## Set task
Please report every line of the material below that contains the word "drainage", copying each line in full. Matches must agree in case.

====== Input for this task ======

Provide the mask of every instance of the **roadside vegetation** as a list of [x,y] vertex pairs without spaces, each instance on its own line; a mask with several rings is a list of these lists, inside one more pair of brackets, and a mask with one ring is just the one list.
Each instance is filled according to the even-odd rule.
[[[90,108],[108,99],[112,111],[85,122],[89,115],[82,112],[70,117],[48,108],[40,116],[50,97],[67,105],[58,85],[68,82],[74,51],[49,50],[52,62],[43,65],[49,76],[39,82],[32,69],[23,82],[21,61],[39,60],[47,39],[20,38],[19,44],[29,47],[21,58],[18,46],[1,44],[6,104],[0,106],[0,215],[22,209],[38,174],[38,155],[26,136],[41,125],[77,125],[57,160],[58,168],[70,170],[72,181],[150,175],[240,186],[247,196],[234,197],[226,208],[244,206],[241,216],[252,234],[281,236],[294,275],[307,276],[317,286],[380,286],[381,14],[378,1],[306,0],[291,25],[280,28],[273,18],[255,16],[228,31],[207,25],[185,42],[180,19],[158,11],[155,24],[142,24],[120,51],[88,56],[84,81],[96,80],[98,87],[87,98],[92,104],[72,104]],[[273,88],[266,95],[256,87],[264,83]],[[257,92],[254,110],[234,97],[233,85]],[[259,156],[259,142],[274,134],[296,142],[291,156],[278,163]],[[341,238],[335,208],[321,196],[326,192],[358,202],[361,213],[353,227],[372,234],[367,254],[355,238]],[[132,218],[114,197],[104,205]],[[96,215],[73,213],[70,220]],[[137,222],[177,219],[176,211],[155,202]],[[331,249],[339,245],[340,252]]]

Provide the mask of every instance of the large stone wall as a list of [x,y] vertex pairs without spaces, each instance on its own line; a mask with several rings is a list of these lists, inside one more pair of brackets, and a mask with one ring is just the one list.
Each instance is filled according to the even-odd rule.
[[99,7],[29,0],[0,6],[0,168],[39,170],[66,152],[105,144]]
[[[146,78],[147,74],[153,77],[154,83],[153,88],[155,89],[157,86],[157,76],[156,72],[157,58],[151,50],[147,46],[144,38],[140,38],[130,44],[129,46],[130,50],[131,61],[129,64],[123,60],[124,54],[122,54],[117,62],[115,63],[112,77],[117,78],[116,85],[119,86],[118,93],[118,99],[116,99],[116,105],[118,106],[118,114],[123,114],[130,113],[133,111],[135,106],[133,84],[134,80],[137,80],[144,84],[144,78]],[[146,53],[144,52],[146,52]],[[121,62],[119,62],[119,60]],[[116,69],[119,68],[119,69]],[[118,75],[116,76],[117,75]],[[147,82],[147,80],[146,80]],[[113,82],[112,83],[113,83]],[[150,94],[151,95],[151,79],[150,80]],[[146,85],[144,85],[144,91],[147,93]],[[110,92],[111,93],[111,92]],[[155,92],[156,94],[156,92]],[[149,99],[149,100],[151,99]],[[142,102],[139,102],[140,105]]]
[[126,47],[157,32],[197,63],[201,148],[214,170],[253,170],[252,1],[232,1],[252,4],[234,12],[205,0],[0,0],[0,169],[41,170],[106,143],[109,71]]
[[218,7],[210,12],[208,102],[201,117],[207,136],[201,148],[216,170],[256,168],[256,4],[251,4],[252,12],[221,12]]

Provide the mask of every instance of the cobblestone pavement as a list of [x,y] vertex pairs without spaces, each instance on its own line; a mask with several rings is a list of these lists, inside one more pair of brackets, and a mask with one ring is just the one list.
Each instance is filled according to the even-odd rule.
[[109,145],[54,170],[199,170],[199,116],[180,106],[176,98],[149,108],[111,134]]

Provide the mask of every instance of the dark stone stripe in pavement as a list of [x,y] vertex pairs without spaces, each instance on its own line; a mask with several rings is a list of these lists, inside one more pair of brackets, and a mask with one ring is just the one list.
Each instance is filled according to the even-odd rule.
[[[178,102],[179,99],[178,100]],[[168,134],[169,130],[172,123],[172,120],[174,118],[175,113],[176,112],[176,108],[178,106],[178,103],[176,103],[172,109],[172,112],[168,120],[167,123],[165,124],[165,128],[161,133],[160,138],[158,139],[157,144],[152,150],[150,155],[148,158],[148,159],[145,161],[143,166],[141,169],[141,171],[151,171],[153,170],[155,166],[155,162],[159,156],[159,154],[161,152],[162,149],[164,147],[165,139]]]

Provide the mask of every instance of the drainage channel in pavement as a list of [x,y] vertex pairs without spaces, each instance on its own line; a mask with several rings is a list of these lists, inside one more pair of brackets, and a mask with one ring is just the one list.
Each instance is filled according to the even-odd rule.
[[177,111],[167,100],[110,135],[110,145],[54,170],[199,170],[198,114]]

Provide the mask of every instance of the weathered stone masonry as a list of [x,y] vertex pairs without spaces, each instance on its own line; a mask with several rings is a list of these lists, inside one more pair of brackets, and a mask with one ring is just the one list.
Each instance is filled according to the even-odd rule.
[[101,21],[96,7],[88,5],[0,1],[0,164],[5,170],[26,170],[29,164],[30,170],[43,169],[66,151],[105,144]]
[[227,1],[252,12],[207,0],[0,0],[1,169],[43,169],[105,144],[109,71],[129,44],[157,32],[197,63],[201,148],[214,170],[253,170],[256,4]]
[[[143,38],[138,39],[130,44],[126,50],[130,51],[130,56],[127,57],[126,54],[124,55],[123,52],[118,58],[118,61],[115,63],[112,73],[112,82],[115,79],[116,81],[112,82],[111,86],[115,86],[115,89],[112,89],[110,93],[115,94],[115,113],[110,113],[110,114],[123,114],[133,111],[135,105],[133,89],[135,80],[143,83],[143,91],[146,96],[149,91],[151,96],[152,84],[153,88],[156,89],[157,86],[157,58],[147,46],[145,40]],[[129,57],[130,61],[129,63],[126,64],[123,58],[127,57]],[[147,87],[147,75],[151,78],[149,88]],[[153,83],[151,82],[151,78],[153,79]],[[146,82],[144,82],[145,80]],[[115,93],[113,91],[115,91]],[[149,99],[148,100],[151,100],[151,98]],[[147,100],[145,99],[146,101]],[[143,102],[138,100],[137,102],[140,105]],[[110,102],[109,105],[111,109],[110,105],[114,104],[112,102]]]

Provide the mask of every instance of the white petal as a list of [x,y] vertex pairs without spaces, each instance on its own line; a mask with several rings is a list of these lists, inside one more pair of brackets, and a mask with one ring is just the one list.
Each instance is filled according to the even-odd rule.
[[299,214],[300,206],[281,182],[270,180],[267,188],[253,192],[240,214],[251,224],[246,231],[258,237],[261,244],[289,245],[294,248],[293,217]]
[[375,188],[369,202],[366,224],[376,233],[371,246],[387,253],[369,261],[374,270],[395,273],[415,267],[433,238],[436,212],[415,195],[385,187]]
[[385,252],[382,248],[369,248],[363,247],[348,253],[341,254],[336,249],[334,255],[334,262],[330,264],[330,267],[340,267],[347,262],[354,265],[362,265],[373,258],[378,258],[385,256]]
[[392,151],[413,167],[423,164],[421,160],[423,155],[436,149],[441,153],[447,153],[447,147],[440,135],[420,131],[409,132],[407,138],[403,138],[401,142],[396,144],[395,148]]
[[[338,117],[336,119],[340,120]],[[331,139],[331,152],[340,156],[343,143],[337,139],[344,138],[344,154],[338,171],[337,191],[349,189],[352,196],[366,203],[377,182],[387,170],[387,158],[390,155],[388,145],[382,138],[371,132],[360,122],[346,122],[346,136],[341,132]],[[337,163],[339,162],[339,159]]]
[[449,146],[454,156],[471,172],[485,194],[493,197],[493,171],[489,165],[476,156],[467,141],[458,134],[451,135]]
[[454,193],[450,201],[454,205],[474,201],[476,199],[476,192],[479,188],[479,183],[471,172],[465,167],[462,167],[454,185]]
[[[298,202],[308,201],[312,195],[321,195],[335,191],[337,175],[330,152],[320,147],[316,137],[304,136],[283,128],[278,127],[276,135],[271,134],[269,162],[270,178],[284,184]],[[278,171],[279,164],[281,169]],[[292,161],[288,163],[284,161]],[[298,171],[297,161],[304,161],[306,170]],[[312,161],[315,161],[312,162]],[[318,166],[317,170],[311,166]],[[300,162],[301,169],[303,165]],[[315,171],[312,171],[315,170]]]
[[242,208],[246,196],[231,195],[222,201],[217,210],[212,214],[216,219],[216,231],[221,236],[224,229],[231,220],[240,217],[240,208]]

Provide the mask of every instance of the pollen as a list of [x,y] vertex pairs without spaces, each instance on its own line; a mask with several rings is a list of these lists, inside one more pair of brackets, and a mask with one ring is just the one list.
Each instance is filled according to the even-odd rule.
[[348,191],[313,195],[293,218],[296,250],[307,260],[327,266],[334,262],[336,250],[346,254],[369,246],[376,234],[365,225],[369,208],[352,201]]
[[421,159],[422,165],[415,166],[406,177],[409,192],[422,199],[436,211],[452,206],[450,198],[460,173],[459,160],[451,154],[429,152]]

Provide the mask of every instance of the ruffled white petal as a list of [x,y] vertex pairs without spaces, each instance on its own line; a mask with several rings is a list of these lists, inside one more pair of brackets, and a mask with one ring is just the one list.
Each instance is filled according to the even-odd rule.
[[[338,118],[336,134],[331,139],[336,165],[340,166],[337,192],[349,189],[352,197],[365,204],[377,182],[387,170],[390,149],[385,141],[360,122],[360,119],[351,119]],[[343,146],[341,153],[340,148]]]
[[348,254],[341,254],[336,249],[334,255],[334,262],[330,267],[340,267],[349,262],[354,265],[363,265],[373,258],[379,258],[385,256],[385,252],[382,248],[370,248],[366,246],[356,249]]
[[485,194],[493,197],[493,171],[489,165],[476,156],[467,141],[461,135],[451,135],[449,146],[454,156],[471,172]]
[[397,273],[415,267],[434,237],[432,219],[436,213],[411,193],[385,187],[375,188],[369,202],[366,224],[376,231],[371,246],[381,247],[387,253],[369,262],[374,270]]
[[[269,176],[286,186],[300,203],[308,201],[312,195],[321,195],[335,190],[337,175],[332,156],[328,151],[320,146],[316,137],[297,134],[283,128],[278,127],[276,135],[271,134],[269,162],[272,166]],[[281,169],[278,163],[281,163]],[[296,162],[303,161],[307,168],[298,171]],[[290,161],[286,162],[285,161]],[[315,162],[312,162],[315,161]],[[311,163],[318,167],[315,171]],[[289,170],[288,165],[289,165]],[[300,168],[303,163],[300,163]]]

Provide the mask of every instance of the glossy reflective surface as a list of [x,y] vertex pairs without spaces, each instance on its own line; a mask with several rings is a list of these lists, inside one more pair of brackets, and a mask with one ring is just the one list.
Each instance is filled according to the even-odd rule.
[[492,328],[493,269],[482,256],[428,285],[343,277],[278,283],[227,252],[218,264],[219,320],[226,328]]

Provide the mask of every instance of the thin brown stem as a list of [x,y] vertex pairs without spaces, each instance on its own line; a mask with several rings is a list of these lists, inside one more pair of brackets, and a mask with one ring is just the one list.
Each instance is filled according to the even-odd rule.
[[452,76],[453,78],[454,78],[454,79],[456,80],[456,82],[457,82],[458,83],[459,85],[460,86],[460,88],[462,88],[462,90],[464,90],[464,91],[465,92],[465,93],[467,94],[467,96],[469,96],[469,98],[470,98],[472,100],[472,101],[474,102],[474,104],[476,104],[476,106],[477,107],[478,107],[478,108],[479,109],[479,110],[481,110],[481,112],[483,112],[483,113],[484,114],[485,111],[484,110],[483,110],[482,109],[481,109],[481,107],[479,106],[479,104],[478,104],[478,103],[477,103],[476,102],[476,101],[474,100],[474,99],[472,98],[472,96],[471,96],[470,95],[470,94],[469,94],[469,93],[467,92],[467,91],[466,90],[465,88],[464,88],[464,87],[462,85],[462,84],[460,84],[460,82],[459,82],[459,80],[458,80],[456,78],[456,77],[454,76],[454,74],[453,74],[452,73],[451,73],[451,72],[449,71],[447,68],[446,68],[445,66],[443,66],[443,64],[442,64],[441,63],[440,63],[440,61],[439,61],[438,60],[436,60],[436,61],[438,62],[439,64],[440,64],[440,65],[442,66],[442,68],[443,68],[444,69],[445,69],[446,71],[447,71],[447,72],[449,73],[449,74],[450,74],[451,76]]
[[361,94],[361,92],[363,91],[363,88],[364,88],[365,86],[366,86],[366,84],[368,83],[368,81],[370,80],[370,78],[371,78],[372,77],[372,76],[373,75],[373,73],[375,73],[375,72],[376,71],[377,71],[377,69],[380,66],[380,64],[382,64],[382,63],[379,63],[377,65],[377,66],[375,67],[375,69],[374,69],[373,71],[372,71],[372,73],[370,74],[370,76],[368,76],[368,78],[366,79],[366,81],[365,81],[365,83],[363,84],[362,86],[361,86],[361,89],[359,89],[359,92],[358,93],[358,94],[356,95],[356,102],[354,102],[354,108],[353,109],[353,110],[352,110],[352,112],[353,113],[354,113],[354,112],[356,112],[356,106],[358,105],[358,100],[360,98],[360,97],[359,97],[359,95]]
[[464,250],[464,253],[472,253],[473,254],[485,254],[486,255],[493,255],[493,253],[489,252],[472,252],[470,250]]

======

## Completed task
Provide the mask of every instance of the drainage channel in pavement as a list of [x,y] vertex pairs without spaces, each instance on its own line; a mask with several rings is a list of these lists, inside one more pair of brackets, and a mask with one ring is just the one list.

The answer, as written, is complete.